→ Texto proporcionado
Antes de entrar en los detalles sobre este hecho es preciso considerar que el ritmo del México contemporáneo es medido, decodificado y documentado por diversos tipos de periodismo, los cuales analizan esferas sociales como la turística, política, cultural, económica, entre otras necesarias para la reproducción social. Múltiples géneros constituyen dichos tipos de periodismo, y representan un amplio instrumental analítico para abordar de forma adecuada los temas que día a día surgen en el país. Sin embargo un género ha cobrado especial relevancia para México, el periodismo de investigación. El motivo de esto radica en dos hechos específicos, la profunda opacidad en que han incurrido los gobiernos mexicanos de al menos los últimos 50 años, y la vocación de un puñado de periodistas que han buscado esclarecer dicha opacidad, la cual tiene densas capas de corrupción, autoritarismo, engarces entre los intereses económicos y políticos y un elevado grado de injusticia.

El legado de los periodistas de investigación mexicanos no es poca cosa, y como botones de muestra está la labor de Manuel Buendía, asesinado en 1984 en el Distrito Federal, y quien abordó desde su columna Red Privada el tema del narco, las operaciones de la CIA en México y las corruptelas del gobierno y el sector empresarial; la enorme influencia de Julio Scherer, el cual ha padecido el incesante acoso presidencial desde que fue elegido director de Excélsior (el diario que contaba con una vena crítica, y no el remedo que hoy día circula en el país), y posteriormente fundó la revista Proceso, con lo que instauró una sólida plataforma para profesionalizar generaciones enteras de periodistas; los esfuerzos de Carmen Aristegui y Lydia Cacho, quienes han sido objeto de fuertes campañas de desprestigio con el sello característico del Partido Revolucionario Institucional (PRI).

En el contexto de despojo que vive México, de las políticas gubernamentales orientadas a proteger los intereses de poderes fácticos y no a cubrir las necesidades básicas de la población, y de la degradación social que alcanza a millones de personas, el periodismo de investigación resulta una de las últimas trincheras para hacer frente a esta problemática, en tanto contribuye a visibilizar sus causas profundas. Sin embargo un nuevo componente ha irrumpido en este escenario y en la medida en que ha hecho más necesaria esta práctica periodística, también la ha vuelto más riesgosa: el narco.

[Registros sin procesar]
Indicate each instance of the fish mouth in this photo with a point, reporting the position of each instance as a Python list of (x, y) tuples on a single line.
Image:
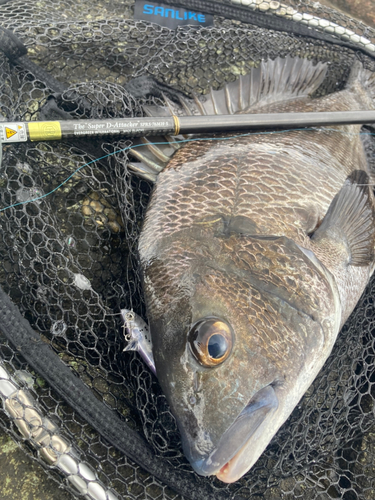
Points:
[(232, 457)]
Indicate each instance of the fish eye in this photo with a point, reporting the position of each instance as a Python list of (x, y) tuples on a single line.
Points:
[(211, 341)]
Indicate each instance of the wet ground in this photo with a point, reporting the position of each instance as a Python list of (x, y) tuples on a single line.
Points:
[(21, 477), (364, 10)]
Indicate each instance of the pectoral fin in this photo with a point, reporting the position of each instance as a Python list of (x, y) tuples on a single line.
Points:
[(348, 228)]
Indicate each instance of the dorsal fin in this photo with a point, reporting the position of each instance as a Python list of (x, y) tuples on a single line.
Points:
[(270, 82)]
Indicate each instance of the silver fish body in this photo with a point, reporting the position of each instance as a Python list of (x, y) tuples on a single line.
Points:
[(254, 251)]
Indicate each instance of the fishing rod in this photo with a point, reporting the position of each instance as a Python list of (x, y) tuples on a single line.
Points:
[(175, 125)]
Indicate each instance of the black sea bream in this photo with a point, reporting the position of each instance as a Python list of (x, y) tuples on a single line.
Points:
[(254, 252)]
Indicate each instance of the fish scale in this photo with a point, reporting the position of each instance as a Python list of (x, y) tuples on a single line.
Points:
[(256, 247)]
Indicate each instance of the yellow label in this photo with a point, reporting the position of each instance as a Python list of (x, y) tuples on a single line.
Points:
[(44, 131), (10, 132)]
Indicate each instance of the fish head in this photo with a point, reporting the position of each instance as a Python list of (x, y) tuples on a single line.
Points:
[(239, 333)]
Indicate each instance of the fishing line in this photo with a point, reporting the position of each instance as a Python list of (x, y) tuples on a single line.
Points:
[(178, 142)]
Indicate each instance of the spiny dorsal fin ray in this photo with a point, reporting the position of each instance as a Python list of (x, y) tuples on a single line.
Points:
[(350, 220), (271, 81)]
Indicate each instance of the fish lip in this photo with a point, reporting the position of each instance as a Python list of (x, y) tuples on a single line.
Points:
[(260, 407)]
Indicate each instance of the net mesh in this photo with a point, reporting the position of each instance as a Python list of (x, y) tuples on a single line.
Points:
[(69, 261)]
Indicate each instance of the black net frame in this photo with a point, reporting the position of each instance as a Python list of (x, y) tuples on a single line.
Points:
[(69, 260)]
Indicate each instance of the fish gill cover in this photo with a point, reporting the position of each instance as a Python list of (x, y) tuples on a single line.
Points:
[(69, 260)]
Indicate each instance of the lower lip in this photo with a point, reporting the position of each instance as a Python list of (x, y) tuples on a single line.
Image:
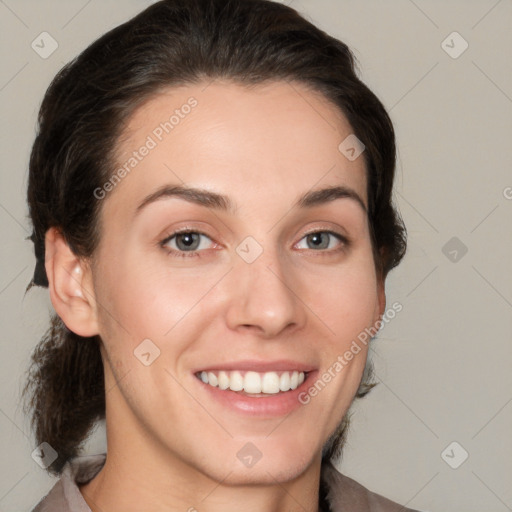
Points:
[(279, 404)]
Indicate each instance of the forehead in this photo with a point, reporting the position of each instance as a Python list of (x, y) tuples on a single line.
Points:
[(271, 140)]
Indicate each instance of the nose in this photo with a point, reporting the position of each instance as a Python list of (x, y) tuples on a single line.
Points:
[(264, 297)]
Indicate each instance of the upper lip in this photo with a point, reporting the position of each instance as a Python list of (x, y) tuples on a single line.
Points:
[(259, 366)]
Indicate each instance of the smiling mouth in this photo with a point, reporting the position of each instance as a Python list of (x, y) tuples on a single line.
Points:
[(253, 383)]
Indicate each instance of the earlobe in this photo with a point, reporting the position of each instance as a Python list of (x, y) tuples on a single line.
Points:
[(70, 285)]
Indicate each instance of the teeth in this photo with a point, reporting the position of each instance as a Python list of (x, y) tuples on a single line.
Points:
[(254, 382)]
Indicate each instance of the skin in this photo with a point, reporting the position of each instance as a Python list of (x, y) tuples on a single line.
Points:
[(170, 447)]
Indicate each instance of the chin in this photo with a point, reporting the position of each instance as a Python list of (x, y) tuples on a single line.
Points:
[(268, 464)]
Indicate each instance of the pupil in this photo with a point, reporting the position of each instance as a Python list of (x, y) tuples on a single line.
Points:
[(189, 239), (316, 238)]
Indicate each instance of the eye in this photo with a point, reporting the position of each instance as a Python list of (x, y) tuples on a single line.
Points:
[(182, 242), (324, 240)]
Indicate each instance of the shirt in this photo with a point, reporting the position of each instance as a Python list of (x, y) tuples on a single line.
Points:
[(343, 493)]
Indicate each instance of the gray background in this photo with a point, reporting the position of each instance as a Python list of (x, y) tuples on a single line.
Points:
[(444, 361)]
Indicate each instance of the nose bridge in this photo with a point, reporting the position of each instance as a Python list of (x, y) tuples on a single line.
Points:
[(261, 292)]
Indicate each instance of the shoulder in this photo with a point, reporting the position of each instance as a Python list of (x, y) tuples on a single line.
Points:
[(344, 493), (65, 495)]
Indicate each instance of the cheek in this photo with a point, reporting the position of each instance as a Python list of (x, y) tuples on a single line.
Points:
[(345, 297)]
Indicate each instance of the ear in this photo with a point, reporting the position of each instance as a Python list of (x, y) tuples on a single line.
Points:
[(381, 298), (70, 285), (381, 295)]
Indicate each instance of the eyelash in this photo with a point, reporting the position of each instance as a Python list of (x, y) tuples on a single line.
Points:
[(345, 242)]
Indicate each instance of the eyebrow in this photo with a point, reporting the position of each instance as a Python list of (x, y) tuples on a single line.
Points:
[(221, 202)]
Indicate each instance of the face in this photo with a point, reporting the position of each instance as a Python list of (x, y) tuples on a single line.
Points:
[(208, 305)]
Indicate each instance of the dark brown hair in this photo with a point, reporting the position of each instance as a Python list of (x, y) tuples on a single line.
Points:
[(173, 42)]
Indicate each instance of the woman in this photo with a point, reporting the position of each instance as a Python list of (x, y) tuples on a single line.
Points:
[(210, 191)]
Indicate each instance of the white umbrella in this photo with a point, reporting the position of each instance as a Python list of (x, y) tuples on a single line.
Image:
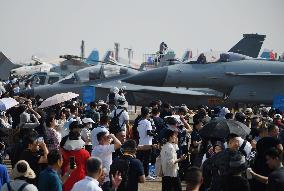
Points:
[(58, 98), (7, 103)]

==

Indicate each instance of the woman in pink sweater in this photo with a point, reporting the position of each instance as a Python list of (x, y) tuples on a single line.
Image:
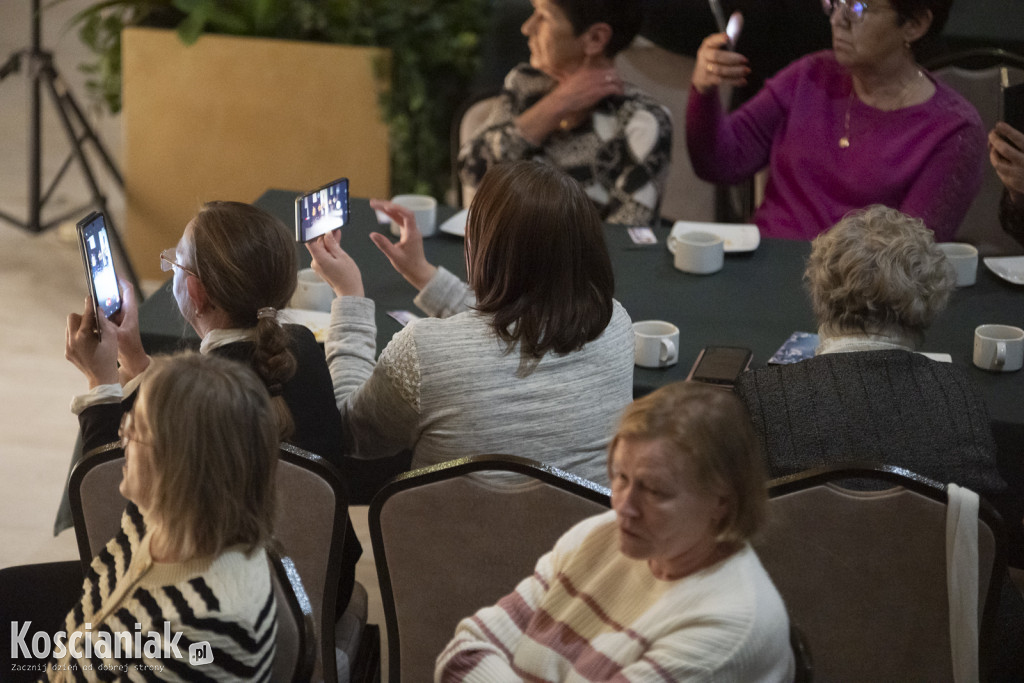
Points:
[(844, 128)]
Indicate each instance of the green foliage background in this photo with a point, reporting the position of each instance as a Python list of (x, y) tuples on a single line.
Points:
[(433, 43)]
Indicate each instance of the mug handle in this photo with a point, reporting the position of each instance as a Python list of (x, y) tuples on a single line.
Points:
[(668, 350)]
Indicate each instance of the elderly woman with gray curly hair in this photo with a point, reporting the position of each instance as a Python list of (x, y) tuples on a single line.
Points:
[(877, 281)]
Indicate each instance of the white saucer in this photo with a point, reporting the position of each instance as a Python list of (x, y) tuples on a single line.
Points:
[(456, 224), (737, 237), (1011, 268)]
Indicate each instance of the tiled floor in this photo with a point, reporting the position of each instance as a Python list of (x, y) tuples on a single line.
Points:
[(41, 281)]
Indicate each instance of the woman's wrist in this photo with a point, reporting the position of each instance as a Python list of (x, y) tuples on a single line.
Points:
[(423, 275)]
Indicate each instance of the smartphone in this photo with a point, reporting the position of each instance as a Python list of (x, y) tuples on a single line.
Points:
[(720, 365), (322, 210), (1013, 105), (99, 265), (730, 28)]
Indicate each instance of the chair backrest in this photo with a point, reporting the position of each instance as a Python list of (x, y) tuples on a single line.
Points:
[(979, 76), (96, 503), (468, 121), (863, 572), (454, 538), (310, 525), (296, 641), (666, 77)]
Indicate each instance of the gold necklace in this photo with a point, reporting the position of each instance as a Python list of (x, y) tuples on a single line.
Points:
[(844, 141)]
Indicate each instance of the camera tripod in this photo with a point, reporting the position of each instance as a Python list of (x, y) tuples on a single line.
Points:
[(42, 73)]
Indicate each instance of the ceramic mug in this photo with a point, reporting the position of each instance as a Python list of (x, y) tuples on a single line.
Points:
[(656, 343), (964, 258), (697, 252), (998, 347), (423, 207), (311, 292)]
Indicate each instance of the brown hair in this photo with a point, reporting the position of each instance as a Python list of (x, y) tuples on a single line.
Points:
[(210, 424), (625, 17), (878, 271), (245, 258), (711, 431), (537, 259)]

...

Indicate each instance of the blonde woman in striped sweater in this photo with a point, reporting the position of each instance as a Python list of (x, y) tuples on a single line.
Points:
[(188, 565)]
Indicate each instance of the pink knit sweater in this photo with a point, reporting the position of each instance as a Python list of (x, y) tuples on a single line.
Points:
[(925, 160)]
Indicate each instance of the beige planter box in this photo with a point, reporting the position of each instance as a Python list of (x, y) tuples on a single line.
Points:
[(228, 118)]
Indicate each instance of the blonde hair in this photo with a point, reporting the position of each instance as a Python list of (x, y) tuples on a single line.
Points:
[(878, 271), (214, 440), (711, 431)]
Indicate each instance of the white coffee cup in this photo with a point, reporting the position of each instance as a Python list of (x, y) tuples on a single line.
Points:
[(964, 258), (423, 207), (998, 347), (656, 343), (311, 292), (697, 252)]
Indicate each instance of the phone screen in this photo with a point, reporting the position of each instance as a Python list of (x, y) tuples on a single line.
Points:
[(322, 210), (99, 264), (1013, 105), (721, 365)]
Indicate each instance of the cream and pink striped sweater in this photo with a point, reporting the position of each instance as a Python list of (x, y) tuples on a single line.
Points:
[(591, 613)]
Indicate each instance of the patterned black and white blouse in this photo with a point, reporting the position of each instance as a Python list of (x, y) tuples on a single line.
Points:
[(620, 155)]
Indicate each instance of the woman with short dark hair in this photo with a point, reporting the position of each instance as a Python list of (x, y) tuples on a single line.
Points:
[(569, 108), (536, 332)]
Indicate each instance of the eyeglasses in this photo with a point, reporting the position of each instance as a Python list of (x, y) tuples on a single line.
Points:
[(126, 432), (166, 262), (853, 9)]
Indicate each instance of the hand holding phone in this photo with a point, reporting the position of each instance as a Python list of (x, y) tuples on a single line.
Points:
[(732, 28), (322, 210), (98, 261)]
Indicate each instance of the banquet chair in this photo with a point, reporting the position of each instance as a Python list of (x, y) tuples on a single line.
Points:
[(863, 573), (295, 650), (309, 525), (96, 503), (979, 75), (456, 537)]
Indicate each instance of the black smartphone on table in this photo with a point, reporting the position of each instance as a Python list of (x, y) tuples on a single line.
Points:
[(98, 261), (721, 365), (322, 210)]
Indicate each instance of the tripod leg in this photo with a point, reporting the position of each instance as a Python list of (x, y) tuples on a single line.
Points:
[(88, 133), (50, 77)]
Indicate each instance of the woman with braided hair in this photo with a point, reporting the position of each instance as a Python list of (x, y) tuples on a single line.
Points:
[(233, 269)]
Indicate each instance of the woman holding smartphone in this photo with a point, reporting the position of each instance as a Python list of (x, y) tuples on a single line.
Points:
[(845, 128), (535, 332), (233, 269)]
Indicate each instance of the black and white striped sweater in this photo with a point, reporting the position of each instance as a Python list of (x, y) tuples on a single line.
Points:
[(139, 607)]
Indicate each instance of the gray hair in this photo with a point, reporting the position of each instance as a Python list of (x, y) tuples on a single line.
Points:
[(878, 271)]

→ Tareas propuestas
[A] En el texto sobre el periodismo de investigación en México, ¿qué revista fundó Julio Scherer?
[B] Prosigue el texto sobre el periodismo de investigación en México a partir de su última oración.

→ Respuestas por tarea
[A] La revista Proceso.

[B]
Bajo su lógica darwiniana y el poderío que lo libra de cualquier clase de norma que lo regule, el narco de los últimos años se ha extendido por toda la República Mexicana y más allá de sus fronteras, y uno de sus antagónicos naturales es el cúmulo de periodistas que han dado cuenta de sus actividades ilícitas, en particular desde el periodismo de investigación. El especialista en seguridad Edgardo Buscaglia ha señalado la relevancia de esto, y ha hecho hincapié en que estos periodistas estarían dimensionando el fenómeno del narco de forma tanto o más eficiente que las autoridades encargadas del tema.

Contralínea es una de las pocas publicaciones que han librado esta batalla, y su aportación nutre desde los datos que se divulgan entre la población sobre temas delicados, hasta el análisis de académicos que toman parte de su trabajo como referente. Ahora bien, el reciente robo a sus oficinas no representa un hecho aislado, pues desde 2007 han recibido amagos directos por grupos empresariales como el Grupo Zeta Gas, así como amenazas de muerte por parte del crimen organizado. En el México contemporáneo arriba descrito no es de extrañar que los periodistas de investigación queden expuestos a este tipo de intimidaciones, pero lo que sí llama la atención es el papel de las autoridades en estos hechos.

El robo a Contralínea se perpetró a pesar de que la Secretaría de Gobernación supuestamente dictó medidas cautelares para proteger las instalaciones, y en un nivel mayor, algunos de los reporteros de esta publicación han sido desaparecidos por varios días, han recibido impactos de bala e incluso en 2009 su director, Miguel Badillo, fue detenido arbitrariamente. De igual forma Marcela Yarce Viveros, una de sus periodistas con mayor trayectoria en el medio, fue asesinada en 2010.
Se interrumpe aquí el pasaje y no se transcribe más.